(Object point labels)
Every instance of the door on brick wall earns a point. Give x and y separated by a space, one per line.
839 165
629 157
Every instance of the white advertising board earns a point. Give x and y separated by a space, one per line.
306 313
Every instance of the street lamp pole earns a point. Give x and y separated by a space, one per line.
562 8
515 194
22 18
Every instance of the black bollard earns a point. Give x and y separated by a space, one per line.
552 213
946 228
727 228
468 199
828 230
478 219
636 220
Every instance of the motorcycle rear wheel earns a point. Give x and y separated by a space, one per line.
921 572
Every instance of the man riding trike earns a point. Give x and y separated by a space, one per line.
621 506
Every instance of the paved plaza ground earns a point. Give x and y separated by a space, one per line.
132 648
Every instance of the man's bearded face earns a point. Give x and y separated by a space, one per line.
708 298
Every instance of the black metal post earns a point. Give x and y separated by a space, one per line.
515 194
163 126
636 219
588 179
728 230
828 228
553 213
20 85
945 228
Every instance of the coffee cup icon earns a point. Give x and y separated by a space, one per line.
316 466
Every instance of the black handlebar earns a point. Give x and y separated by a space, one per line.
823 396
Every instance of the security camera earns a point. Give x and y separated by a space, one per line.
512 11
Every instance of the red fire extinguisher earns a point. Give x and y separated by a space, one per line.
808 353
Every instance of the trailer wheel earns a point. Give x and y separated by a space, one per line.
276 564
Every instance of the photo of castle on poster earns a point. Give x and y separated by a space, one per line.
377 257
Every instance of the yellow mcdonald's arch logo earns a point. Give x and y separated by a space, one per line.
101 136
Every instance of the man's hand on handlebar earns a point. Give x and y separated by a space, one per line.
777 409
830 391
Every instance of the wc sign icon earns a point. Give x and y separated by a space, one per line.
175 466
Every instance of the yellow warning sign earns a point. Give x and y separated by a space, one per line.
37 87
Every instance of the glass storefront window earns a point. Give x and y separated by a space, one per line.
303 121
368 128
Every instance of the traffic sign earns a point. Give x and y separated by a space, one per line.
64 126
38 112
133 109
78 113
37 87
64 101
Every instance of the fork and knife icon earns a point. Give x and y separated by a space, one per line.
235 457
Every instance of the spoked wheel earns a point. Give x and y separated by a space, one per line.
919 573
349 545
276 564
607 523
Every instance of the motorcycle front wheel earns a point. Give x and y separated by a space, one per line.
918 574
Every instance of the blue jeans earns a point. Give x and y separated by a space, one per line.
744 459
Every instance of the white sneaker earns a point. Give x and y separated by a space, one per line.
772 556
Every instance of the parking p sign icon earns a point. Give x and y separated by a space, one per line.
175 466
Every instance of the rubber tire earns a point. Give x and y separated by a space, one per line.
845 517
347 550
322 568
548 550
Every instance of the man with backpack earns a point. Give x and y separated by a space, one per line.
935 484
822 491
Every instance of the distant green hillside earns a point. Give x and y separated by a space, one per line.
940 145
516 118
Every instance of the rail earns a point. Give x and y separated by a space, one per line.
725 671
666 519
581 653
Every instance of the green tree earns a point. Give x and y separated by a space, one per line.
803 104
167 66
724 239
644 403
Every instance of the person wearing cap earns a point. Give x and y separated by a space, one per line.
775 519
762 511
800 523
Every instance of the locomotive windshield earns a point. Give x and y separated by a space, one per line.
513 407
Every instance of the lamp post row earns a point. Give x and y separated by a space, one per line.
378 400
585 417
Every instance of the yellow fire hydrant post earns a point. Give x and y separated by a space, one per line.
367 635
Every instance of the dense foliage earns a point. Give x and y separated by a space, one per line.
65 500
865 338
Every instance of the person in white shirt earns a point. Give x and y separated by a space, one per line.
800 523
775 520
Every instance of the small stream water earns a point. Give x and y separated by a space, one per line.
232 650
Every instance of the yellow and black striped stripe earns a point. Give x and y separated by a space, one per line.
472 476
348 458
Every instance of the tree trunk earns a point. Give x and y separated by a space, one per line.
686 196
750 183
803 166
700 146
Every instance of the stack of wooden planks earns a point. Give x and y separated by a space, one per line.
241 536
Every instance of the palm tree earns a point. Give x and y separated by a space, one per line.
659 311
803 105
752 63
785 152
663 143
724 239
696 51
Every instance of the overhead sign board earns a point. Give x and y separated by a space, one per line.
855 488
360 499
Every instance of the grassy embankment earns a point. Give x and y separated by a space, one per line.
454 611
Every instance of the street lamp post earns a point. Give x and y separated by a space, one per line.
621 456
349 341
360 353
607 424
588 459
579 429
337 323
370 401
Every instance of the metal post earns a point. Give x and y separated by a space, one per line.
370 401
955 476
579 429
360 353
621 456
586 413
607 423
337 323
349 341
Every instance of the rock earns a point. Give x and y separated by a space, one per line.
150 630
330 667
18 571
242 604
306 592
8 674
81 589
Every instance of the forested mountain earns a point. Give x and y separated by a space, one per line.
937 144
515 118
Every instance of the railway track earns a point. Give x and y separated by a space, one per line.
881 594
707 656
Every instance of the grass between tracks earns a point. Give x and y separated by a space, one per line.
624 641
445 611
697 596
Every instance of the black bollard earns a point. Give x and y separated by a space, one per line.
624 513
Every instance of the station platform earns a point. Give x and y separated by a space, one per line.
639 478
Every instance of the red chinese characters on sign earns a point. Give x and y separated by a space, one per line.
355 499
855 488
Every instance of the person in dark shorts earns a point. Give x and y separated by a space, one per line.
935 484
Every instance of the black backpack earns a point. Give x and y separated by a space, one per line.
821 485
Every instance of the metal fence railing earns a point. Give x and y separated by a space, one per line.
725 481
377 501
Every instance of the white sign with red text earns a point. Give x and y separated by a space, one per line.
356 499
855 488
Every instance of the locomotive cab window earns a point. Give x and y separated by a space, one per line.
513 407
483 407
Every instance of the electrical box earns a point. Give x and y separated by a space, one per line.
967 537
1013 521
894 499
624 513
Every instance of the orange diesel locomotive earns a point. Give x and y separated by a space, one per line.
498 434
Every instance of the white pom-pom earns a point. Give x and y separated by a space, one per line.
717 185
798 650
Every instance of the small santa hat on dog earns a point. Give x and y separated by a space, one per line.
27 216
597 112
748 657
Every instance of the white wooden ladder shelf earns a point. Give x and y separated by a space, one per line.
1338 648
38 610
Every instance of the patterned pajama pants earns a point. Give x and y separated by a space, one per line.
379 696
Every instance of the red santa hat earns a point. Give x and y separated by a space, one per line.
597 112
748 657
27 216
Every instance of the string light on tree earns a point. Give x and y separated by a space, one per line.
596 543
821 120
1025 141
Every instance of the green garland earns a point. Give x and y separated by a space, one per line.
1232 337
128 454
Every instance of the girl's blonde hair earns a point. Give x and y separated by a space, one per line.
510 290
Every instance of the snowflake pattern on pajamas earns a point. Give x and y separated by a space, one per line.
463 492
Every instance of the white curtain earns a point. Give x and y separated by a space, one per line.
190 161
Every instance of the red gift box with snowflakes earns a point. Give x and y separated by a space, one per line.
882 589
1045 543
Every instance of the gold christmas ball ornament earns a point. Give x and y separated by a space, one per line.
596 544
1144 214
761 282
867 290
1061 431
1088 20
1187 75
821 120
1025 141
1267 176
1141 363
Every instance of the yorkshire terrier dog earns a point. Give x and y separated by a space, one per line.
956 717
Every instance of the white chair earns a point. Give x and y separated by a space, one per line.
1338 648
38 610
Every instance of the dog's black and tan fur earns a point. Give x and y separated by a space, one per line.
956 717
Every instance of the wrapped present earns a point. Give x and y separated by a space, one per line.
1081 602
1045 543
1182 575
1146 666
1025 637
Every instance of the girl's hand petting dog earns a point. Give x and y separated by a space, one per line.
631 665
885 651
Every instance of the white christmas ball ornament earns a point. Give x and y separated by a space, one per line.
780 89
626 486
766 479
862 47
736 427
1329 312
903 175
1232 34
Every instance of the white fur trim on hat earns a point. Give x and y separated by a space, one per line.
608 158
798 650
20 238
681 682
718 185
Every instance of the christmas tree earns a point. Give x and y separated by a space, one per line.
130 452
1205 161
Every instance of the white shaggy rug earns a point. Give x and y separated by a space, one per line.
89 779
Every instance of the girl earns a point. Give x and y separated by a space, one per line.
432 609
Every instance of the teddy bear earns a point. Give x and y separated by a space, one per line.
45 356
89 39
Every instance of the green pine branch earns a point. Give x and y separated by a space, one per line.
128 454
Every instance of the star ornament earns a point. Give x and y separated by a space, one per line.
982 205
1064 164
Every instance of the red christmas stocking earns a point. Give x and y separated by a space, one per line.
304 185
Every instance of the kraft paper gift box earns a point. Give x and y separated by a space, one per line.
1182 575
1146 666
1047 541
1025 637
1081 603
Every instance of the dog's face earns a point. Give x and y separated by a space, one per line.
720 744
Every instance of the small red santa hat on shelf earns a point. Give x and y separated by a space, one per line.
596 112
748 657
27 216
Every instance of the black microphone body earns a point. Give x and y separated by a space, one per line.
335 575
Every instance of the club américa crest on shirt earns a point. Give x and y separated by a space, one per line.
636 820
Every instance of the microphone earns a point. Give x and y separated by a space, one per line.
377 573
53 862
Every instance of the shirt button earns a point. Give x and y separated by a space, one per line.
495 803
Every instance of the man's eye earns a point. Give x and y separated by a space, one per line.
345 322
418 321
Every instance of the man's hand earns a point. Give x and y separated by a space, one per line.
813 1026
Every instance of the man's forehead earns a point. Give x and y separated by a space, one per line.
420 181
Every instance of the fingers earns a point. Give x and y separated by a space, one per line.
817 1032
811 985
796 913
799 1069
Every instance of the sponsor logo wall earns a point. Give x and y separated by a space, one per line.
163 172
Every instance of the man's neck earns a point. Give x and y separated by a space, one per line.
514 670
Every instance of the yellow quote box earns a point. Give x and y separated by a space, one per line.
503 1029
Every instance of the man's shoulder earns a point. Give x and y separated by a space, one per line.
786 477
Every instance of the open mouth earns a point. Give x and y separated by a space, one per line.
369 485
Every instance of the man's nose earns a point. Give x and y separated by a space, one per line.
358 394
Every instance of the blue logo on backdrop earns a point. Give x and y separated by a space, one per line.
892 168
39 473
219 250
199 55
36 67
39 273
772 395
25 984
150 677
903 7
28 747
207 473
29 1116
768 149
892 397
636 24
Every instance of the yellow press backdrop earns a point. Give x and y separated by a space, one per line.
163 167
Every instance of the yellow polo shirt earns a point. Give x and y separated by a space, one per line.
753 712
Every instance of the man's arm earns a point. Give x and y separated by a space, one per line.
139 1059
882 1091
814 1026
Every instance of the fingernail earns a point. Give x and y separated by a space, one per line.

◆ **Given exercise**
Quote, word for word, every line starting at the one that contains "Every instance of the man's hand earns" and ending with the final line of the entries.

◆ **Solution for this exercise**
Every instance of the man's hand earns a point. Give x and y separated by a space, one per line.
813 1026
Every instance of the man's forehead earns a point. Give x and y separated by a space, one per line.
420 181
Every instance of the fingers earns a point. Give x and y separated by a space, one per line.
817 1032
811 985
796 913
799 1069
Every instance of the sponsor logo wall earns a point. Give x and y separated by a space, one per line.
163 172
Every instance of the man's neck earns a point. Give x and y separated by a space, one per line.
514 670
Every instance of the yellow quote box earns a point. Give x and y separated by a space, one per line.
503 1029
Every instance of the man's shoulder earns a point. Give x and y separated by a space, one per line.
786 477
Every instance of the open mouth earns a point. Give x and y separated by a space, one per line.
369 485
Every instance of the man's nose earns a point. Give x and y separated by a space, one per line.
358 394
Every instance of the blue logo on backdrop earns a point. Give x and y separated by a space, one per line.
892 168
39 473
219 250
199 55
36 67
39 273
772 395
25 984
150 677
903 7
28 747
207 473
29 1116
768 149
892 397
636 24
Every instance of the yellow press backdrop earns a point. Give x and y separated by a space, one per line.
163 167
Every instance of the yellow polo shirt earns a point. Give x and y separated by a space, one per line.
753 712
Every instance of the man's arm earns a point. Give x and y separated by a space, one per line.
139 1059
882 1091
814 1026
Every instance of the fingernail earns a point. Give x and y separated by a space, one per line.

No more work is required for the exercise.